EXERCISE BRIEF: An exact, complete copy of the data is all that is needed.

Recorded data
###
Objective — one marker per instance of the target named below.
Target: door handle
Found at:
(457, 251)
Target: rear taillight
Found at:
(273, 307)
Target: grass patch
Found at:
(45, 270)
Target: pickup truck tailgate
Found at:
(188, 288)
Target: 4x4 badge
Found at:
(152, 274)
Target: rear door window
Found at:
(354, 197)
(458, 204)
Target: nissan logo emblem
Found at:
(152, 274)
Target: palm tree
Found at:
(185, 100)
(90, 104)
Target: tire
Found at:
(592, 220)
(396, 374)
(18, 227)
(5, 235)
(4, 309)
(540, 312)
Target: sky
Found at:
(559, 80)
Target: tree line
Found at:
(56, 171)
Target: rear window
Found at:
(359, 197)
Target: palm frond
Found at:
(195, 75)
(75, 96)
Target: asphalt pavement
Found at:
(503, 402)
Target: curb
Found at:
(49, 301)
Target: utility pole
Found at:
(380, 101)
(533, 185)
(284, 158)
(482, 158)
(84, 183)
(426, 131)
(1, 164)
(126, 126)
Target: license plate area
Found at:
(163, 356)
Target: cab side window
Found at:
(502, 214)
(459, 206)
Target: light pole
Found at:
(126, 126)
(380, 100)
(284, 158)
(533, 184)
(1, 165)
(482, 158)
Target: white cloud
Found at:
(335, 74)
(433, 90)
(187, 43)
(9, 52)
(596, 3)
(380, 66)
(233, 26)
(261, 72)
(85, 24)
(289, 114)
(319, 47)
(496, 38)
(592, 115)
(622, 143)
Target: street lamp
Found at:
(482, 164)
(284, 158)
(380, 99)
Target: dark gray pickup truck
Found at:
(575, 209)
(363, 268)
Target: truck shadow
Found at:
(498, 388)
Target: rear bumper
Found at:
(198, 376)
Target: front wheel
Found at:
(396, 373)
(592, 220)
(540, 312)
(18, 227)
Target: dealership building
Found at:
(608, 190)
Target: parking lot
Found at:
###
YOUR RESPONSE:
Objective — one marker per instance of the target named below.
Target: door handle
Found at:
(457, 251)
Target: rear taillight
Found at:
(273, 307)
Target: grass patch
Found at:
(45, 270)
Target: pickup truck tailgate
Found at:
(188, 288)
Target: 4x4 badge
Found at:
(152, 274)
Target: rear door window
Found at:
(354, 197)
(458, 204)
Target: nissan logo emblem
Found at:
(152, 274)
Target: palm tree
Found at:
(185, 100)
(90, 104)
Target: tire
Found at:
(592, 220)
(396, 374)
(18, 227)
(5, 235)
(4, 309)
(540, 312)
Target: sky
Found at:
(559, 80)
Target: tree line
Found at:
(56, 171)
Target: rear window
Found at:
(359, 197)
Target: palm frond
Found at:
(195, 75)
(75, 96)
Target: asphalt pavement
Found at:
(503, 402)
Target: curb
Found at:
(49, 301)
Target: utility pole
Found at:
(380, 101)
(533, 185)
(284, 158)
(482, 158)
(84, 183)
(426, 131)
(1, 164)
(126, 126)
Target: license plate area
Found at:
(163, 356)
Target: cab side window
Found at:
(502, 214)
(459, 206)
Target: light pole
Found at:
(126, 126)
(380, 100)
(284, 158)
(533, 184)
(1, 165)
(482, 158)
Target: white cloud
Found at:
(335, 74)
(433, 90)
(187, 43)
(9, 52)
(596, 3)
(380, 66)
(233, 26)
(261, 72)
(85, 24)
(289, 114)
(319, 47)
(496, 38)
(592, 115)
(622, 143)
Target: street lamp
Found at:
(482, 164)
(284, 158)
(380, 99)
Target: dark gray pickup truck
Found at:
(575, 209)
(363, 268)
Target: truck shadow
Found at:
(498, 388)
Target: rear bumper
Found at:
(198, 376)
Target: front wheel
Found at:
(396, 373)
(592, 220)
(540, 312)
(18, 227)
Target: dealership building
Found at:
(608, 190)
Target: parking lot
Found at:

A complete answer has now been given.